TEXTE FOURNI —
Un garde du corps doit-il posséder un port d’arme ? (2017)
C’est le débat majeur qui agite notre profession et qui concerne le port d’arme. Faut-il armer les APR (Agents de Protection Rapprochée) pour qu’ils remplissent leur mission au mieux ?
En théorie, la réponse en France est relativement simple : la loi interdisait jusqu’à présent le port d’arme. Dans la majorité des pays européens, même les armes non-létales (flash-balls, tasers, bombe lacrymogène…) sont prohibées dans le cadre de notre profession. Aussi, les articles 6 à 10 de la loi n° 2017-258 du 28 février 2017 autorisant le port d’arme en France sont venus bousculer tout cela.
Nous attendons naturellement le décret d’application qui viendra préciser le cadre d’application de cette loi. Mais il est probable que peu de choses ne changent. Avant la loi 258, un dispositif de protection rapprochée pouvait demander au Préfet un port d’arme, par dérogation. Aujourd’hui, la demande ne sera plus faite par dérogation, mais conformément à la loi. C’est à peu près la seule différence dans la forme. Dans le fond, il est fort à parier que les habitudes ne changeront pas. Certains dispositifs de protection continueront à être armés, au cas par cas, et de façon encadrée dans le temps, dans l’espace, et dans le nombre de munitions autorisées.

DONNÉES FOURNIES —
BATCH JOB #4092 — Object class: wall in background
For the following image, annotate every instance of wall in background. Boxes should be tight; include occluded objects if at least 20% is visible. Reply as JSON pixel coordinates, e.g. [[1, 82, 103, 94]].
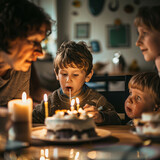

TRAVAIL À FAIRE —
1. Répondez, s'il vous plaît, à ces trois points d'après le texte sur le port d'arme des gardes du corps :
(a) Que désigne le sigle APR ?
(b) Quelle loi autorise le port d'arme en France ?
(c) Avant cette loi, à qui un dispositif de protection rapprochée pouvait-il demander un port d'arme, et sous quelle forme ?
2. Poursuivez le texte sur le port d'arme des gardes du corps à partir de sa dernière phrase.

RÉPONSES —
1.
(a) Les Agents de Protection Rapprochée.
(b) La loi n° 2017-258 du 28 février 2017, dans ses articles 6 à 10.
(c) Au Préfet, par dérogation.

2.
Une arme est-elle nécessaire pour protéger ?
Au-delà de cet aspect législatif, une question demeure sur le port d’arme. Un garde du corps doit-il posséder une arme ?… Techniquement, tous les gardes du corps chevronnés vous diront que lors d’une agression, on n’a pas le temps de sortir son arme. Notre mission en cas de problème majeur est d’évacuer avant tout. Dans un dispositif de protection SDLP (ex SPHP), les protecteurs armés ayant pour vocation d’utiliser leur arme sont les membres du GAHP. C’est l’acronyme de Groupe d’Appui des Hautes Personnalités. C’est un dispositif à part de l’équipe de protection, qui est présent si besoin. Dans le privé, en revanche, rares, très rares sont les dispositifs comportant un appui feu. Nous travaillons la plupart du temps à effectif réduit, budget oblige.
En France, il n’y eu guère que l’attentat du 10 Avril 1984 contre Charles Hernu qui justifia qu’un officier de sûreté des VO (futur SPHP) fît usage de son arme. Nous n’avons pas de retours suffisamment étayés en ce qui concerne le privé. Mais les statistiques semblent être à peu près identiques.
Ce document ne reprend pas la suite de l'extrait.